Passage to read:
___
ROME (AFP).- They were Indiana Jones's most feared nemeses and scared off would-be Medusa fanciers.

Throughout history, snakes have represented peril, betrayal and sex, and now they are taking centre stage in a new Italian exhibition.

Luxury jeweller Bulgari has teemed up with Rome's city hall for "SerpentiForm", which will run until April 10 in a Neoclassical palace which once housed the political headquarters of Fascist dictator Benito Mussolini.

Serpent-inspired jewels are on show alongside sculptures, paintings and even film costumes -- like the creations worn by Elizabeth Taylor in the 1963 film "Cleopatra", in homage to the Egyptian pharaoh who tradition has it committed suicide by persuading a venomous snake to bite her.

"This is the first exhibition in the world dedicated to the snake that brings together so many works of various media," Bulgari's CEO Jean-Christophe Babin said, adding that the brand had "always been inspired" by the scaly reptile.
___
Bounding box annotation entries:
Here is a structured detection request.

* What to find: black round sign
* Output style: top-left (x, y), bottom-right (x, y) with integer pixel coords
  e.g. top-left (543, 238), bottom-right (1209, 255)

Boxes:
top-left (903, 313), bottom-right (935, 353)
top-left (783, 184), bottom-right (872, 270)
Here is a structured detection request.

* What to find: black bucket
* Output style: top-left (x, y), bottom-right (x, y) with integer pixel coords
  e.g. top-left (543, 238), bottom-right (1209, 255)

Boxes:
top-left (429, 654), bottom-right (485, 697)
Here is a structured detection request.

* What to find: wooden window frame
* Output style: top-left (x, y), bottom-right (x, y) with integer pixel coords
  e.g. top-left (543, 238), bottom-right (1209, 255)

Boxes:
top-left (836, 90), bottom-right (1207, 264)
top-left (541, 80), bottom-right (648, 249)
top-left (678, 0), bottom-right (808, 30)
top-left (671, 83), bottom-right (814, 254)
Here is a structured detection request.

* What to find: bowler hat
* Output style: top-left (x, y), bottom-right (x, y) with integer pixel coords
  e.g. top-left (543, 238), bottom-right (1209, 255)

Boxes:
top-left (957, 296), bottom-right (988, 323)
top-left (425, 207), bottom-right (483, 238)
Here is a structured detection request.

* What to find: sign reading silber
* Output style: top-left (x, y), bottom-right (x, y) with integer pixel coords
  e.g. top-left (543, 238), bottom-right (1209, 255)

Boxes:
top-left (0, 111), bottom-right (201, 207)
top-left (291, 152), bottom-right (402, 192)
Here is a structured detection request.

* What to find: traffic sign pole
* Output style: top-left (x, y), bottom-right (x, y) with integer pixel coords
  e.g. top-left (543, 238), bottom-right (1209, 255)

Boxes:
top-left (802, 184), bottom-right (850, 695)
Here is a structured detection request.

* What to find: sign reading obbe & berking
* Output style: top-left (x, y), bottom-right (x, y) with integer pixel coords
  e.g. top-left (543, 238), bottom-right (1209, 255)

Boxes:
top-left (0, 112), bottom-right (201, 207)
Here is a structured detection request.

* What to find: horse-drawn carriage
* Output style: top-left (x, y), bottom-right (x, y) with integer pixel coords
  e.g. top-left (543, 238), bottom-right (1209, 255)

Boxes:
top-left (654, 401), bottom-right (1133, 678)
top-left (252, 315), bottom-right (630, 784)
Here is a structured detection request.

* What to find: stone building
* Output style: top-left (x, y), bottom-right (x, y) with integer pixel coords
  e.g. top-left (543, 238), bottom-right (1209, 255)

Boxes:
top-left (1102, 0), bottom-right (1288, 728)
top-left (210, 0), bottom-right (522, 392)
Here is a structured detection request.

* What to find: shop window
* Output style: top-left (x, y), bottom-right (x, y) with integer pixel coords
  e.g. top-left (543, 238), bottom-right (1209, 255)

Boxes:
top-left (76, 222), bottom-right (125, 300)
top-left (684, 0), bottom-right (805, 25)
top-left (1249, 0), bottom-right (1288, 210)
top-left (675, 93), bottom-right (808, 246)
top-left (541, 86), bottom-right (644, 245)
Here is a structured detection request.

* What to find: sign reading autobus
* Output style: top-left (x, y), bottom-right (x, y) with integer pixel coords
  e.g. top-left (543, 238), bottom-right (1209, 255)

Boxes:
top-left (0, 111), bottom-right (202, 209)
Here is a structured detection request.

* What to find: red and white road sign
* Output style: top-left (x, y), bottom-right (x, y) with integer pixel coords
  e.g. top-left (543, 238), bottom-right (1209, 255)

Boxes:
___
Aim of the exercise:
According to the article above about the snake exhibition in Rome, why are costumes from the 1963 film "Cleopatra" part of the show? Answer in one to three sentences.

The output:
The costumes Elizabeth Taylor wore in the film pay homage to the Egyptian pharaoh who, as tradition has it, killed herself by persuading a venomous snake to bite her. That tie to a snake earns them a place in an exhibition devoted to serpents.